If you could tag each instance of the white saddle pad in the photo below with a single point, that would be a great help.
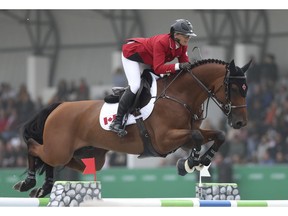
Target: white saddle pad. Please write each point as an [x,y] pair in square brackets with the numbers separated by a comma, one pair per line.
[108,111]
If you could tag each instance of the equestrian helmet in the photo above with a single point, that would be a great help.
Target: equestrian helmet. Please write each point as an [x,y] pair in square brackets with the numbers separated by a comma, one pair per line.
[182,26]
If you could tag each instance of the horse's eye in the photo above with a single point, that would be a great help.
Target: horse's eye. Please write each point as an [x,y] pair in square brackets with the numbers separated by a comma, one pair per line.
[234,89]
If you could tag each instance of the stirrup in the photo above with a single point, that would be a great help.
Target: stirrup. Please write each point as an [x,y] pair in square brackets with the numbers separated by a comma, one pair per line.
[122,132]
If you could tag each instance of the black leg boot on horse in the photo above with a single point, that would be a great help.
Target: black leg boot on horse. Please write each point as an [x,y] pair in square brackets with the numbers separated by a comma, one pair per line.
[125,102]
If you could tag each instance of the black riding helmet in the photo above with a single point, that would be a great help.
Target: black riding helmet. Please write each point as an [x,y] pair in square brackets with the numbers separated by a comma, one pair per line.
[182,26]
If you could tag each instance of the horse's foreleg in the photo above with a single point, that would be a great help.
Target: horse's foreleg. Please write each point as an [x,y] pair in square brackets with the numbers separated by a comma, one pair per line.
[218,137]
[30,180]
[47,186]
[188,165]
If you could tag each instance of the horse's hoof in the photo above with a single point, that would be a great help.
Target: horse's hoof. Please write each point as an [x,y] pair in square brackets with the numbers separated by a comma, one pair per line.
[23,186]
[38,193]
[181,167]
[122,133]
[199,167]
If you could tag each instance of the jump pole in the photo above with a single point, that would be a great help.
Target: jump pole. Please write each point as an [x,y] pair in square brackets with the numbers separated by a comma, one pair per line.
[23,202]
[181,202]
◆ ◆ ◆
● **What you are asked to do**:
Repeat exactly the lines above from the one with "Target: white saddle" up to and including the one with "If you could tag each instance of the horse's hoof". No other line belongs in the reply.

● **Problem solution**:
Target: white saddle pad. Please write each point as an [x,y] pair in square brackets with the numbers separated by a comma, one pair per line.
[108,111]
If you could tag each instance of the equestrian helmet in the photo above with a single point, that would be a great help.
Target: equestrian helmet. Please write each point as an [x,y] pair in square brackets with the numbers separated by a comma, one pair per line.
[182,26]
If you could tag each instance of the horse's eye in the photo above with a single point, that would be a great help.
Target: horse's eye. Please write each point as an [x,y] pair in square brackets with the numbers separated by a comma, one pair per line.
[234,89]
If you could tag each instance of the stirrup in the photo above with a single point, that would be a great help.
Target: stirrup. Please write each point as an [x,y] pair in square brackets with the numbers separated by a comma, one pair per line.
[122,132]
If you could tag each instance of the black leg boot on horse in the photo above with a single point, that would be a great help.
Target: black leg boot on horse. Please write each point as an [x,y] pair in square brackets with the numbers separated by a comma, one pair per line.
[125,102]
If you could tag each instance of the black riding helmet in the photo above with a single point, that would be a great help.
Target: black riding helmet. Please write each point as an [x,y] pair in square brackets with the numbers separated by a comma, one pair per line.
[182,26]
If you could tag each instance of the horse's foreleg in the photo above with a single point, that would be a great help.
Target: horse's foreleg. Please write each point as an [x,y] pair in square brackets with the numbers separated by a comma, one pair per line.
[218,137]
[30,180]
[47,186]
[188,165]
If you could tag each instance of the horse's hoof in the photo above with a single point, that would be a great help.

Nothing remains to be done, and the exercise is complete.